--- begin SUPPLIED MATERIAL ---

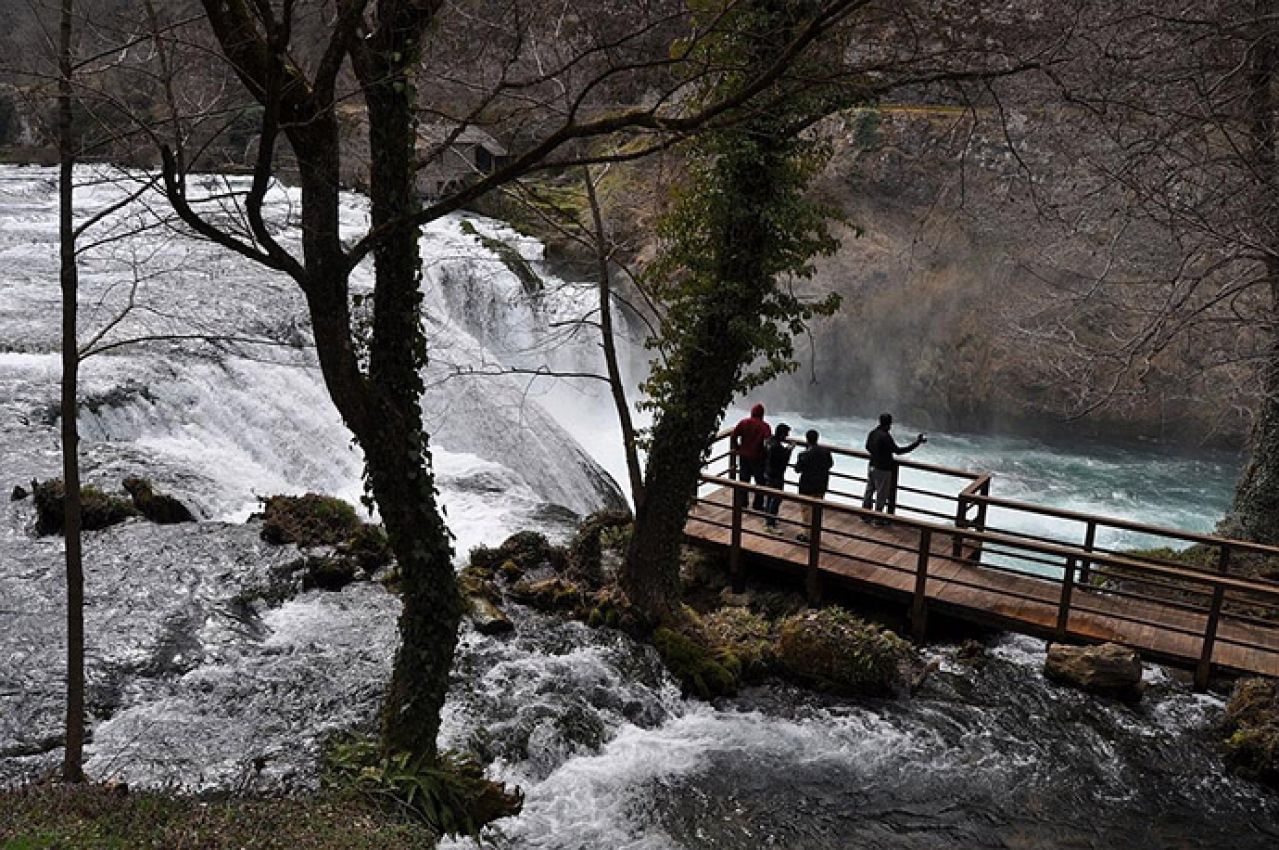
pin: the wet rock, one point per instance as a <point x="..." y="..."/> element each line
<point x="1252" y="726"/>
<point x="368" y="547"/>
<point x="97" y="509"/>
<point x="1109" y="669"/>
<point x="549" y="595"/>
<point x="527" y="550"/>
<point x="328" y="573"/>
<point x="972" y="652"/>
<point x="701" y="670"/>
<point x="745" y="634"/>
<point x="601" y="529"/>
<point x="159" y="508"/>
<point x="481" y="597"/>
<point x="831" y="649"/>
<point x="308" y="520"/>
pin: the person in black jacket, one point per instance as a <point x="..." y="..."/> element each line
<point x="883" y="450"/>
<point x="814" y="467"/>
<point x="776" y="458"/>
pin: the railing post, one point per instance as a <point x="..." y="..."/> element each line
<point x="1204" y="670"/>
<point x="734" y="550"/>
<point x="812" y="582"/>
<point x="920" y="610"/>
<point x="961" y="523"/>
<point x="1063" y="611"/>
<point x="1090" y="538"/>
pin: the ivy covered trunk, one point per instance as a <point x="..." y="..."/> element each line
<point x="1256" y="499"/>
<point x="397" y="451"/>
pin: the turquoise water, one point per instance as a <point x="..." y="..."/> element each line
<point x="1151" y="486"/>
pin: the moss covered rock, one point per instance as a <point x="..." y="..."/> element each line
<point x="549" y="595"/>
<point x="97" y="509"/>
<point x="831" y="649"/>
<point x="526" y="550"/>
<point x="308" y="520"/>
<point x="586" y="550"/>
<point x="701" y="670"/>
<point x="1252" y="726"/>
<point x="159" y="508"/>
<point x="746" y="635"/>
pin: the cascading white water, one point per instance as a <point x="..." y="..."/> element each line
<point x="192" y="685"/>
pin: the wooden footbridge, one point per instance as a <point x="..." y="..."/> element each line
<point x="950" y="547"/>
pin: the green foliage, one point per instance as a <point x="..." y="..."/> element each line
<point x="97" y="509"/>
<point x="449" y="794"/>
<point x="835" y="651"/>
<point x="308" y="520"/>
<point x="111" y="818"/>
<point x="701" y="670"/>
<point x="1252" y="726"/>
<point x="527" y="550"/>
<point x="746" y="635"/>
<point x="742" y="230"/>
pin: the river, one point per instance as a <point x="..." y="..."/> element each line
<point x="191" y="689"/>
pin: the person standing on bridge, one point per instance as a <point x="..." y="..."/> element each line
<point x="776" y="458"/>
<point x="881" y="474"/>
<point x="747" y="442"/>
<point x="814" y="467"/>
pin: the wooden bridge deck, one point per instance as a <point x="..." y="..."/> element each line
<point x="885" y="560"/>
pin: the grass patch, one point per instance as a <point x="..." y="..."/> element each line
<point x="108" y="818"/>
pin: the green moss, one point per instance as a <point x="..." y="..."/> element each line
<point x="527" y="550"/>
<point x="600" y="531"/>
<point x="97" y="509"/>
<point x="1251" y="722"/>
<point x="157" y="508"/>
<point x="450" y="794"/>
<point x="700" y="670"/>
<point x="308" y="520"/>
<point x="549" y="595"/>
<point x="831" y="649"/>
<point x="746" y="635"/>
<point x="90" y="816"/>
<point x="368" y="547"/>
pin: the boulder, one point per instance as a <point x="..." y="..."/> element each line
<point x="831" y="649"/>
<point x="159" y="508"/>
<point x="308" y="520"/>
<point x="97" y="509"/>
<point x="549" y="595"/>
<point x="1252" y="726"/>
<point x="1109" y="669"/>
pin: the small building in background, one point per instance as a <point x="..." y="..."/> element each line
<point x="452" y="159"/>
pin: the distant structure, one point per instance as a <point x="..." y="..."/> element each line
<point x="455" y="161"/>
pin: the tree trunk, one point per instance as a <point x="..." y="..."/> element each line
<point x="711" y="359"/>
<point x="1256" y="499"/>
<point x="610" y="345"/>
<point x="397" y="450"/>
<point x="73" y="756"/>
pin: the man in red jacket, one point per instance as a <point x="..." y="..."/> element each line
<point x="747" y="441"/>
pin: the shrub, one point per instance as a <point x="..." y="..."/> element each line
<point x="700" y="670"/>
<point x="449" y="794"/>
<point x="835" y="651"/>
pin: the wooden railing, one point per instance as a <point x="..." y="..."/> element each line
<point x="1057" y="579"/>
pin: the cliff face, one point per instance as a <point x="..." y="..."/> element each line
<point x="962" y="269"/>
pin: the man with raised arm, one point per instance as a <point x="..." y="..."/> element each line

--- end SUPPLIED MATERIAL ---

■ **TASK**
Change every "one point per instance" in the data above to "one point per object" and leave everything else unchanged. Write out the full result, but leave out the pictures.

■ **TASK RESPONSE**
pin: the wet rock, one point per object as a <point x="..." y="..."/> element each line
<point x="1252" y="726"/>
<point x="368" y="547"/>
<point x="97" y="509"/>
<point x="1109" y="669"/>
<point x="549" y="595"/>
<point x="527" y="550"/>
<point x="328" y="573"/>
<point x="972" y="652"/>
<point x="701" y="670"/>
<point x="745" y="634"/>
<point x="601" y="529"/>
<point x="159" y="508"/>
<point x="481" y="597"/>
<point x="831" y="649"/>
<point x="308" y="520"/>
pin: the person in black jacket, one point per object as a <point x="..." y="..."/> element each line
<point x="883" y="450"/>
<point x="814" y="467"/>
<point x="776" y="458"/>
pin: the railing post, one point per object as a <point x="..." y="..."/> element each line
<point x="1204" y="670"/>
<point x="734" y="550"/>
<point x="812" y="582"/>
<point x="920" y="610"/>
<point x="961" y="523"/>
<point x="1063" y="611"/>
<point x="1090" y="538"/>
pin: the ivy covered trunk, one point per object as a <point x="..." y="..."/> element each line
<point x="1256" y="499"/>
<point x="397" y="451"/>
pin: the turquoise water, one point per object as a <point x="..." y="..."/> element each line
<point x="1151" y="486"/>
pin: the moss covered rock, one point per object as a <point x="..." y="..."/> element each line
<point x="549" y="595"/>
<point x="97" y="509"/>
<point x="831" y="649"/>
<point x="526" y="550"/>
<point x="308" y="520"/>
<point x="586" y="550"/>
<point x="701" y="670"/>
<point x="1252" y="726"/>
<point x="159" y="508"/>
<point x="746" y="635"/>
pin: the cascading white water, one point per object as a <point x="..." y="..."/> element each line
<point x="192" y="685"/>
pin: the wooden footbridge, one point per object as a <point x="..." y="..."/> element each line
<point x="950" y="547"/>
pin: the green foliage, one point per object as a <point x="..." y="..."/> element each line
<point x="97" y="509"/>
<point x="449" y="794"/>
<point x="835" y="651"/>
<point x="308" y="520"/>
<point x="111" y="818"/>
<point x="701" y="670"/>
<point x="1252" y="726"/>
<point x="527" y="550"/>
<point x="746" y="635"/>
<point x="742" y="230"/>
pin: the river, one point per object as a <point x="..." y="..."/> element each line
<point x="191" y="689"/>
pin: the person standing on bridge, one point per object as a <point x="..." y="..."/> element each line
<point x="776" y="458"/>
<point x="881" y="474"/>
<point x="747" y="442"/>
<point x="814" y="467"/>
pin: the wooden bridge deck, one point per object as a <point x="..." y="..."/> element each line
<point x="885" y="560"/>
pin: the grass patch, one point per object as a <point x="..." y="..."/> element each line
<point x="108" y="818"/>
pin: the green moss, one point per object as a <point x="..." y="..."/> element each line
<point x="527" y="550"/>
<point x="600" y="531"/>
<point x="97" y="509"/>
<point x="1251" y="722"/>
<point x="157" y="508"/>
<point x="450" y="794"/>
<point x="700" y="670"/>
<point x="308" y="520"/>
<point x="549" y="595"/>
<point x="831" y="649"/>
<point x="746" y="635"/>
<point x="90" y="816"/>
<point x="368" y="547"/>
pin: the boulder, one point per object as a <point x="..." y="..."/> element each line
<point x="831" y="649"/>
<point x="159" y="508"/>
<point x="308" y="520"/>
<point x="97" y="509"/>
<point x="549" y="595"/>
<point x="1252" y="726"/>
<point x="1109" y="669"/>
pin: the small building in background, one point per object as a <point x="..." y="..."/> element each line
<point x="452" y="159"/>
pin: the distant structure, one point per object as a <point x="..." y="..."/> element each line
<point x="455" y="161"/>
pin: the tree trunk, one point per object as a <point x="..." y="..."/> element each line
<point x="711" y="359"/>
<point x="1256" y="499"/>
<point x="610" y="345"/>
<point x="397" y="450"/>
<point x="73" y="756"/>
pin: the man in red jacket, one point per object as a <point x="..." y="..."/> element each line
<point x="747" y="441"/>
pin: the shrub, one point per object as a <point x="..." y="..."/> element each line
<point x="700" y="670"/>
<point x="449" y="794"/>
<point x="835" y="651"/>
pin: the wooden railing, one point per object as a <point x="..." y="..."/> element each line
<point x="1057" y="579"/>
pin: the cliff face, one point per object as a <point x="..." y="..."/> element each line
<point x="962" y="269"/>
pin: the man with raised arm, one point per object as a <point x="..." y="..."/> element each line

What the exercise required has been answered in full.